> [Work required] If a line of the data below holds the string "avocado", copy it.

Excerpts from a dataset:
((
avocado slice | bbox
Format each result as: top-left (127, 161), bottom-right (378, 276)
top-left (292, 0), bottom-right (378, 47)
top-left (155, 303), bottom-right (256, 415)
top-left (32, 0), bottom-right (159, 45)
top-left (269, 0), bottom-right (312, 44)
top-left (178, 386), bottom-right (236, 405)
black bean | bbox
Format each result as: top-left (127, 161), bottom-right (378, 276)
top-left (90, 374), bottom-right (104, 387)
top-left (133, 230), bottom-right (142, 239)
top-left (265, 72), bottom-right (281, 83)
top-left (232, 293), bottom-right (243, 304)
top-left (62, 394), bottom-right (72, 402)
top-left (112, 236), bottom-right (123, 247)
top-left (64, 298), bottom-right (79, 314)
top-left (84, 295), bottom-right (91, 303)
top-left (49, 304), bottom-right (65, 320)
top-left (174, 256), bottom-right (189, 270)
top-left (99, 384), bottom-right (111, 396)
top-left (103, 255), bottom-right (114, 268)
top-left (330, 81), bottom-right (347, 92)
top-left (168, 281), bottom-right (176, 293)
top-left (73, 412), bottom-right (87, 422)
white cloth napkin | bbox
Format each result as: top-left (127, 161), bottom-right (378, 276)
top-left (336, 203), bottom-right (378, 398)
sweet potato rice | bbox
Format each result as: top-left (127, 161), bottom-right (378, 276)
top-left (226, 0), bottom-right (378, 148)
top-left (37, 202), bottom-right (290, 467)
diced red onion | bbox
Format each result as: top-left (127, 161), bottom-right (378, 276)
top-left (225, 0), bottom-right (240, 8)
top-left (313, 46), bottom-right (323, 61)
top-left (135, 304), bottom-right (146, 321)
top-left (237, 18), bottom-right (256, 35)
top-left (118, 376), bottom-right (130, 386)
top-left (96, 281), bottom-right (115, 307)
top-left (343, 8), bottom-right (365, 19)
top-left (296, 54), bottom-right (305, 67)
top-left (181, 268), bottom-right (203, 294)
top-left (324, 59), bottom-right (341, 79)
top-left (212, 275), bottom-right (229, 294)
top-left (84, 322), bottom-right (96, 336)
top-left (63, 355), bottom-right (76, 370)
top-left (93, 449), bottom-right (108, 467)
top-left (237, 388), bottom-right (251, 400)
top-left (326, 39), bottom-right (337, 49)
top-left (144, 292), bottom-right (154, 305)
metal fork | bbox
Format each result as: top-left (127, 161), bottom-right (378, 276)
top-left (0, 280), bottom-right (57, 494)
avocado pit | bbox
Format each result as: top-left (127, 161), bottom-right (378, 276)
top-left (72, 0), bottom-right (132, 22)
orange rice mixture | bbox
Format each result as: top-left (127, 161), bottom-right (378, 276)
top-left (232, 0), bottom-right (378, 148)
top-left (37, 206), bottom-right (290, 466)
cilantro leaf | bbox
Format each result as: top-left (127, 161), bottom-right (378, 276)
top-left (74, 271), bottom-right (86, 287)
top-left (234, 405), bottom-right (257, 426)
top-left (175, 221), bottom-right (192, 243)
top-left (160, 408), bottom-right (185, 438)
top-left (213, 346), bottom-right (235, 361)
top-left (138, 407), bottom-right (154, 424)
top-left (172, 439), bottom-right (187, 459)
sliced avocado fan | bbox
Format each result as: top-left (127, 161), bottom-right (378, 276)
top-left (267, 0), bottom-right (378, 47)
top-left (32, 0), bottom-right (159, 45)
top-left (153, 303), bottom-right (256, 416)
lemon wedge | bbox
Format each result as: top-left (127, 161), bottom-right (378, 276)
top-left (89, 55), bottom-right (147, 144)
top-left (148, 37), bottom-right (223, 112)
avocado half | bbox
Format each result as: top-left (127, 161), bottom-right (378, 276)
))
> [Answer to the exercise]
avocado slice | bbox
avocado pit | bbox
sliced avocado fan | bbox
avocado half | bbox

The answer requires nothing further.